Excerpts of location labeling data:
****************

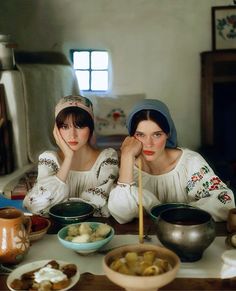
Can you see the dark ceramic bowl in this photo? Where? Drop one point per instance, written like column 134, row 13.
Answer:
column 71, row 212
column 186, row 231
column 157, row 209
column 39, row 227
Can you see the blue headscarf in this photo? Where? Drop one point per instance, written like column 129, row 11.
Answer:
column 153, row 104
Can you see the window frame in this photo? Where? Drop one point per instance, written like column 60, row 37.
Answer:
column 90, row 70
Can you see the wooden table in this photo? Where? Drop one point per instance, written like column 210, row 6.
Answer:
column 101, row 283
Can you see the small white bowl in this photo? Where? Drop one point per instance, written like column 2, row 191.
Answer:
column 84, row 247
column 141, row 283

****************

Convert the lines of the material above into a JSON list of strings, one string per line, with blank lines omitted. Leave the pictures out of the list.

◆ **Worked solution**
[
  "Can you see the dark ceramic bowl in this photo? Where? Drop one point per instance, written like column 134, row 13.",
  "Answer:",
  "column 71, row 212",
  "column 186, row 231",
  "column 157, row 209",
  "column 39, row 227",
  "Can you see the blue headscarf in this photo? Where? Drop one point per instance, written like column 129, row 11.",
  "Answer:",
  "column 153, row 104",
  "Can you see the window frame in this photo? Where? Drop one point per instance, written like column 60, row 37.",
  "Answer:",
  "column 90, row 70",
  "Can you see the wooden table in this photo? Where? Drop one point per instance, written like column 210, row 6.",
  "Answer:",
  "column 101, row 283",
  "Can you see the small white bowl in this photo? Where? Drop one point per instance, written like column 2, row 191.",
  "Answer:",
  "column 84, row 247",
  "column 141, row 283"
]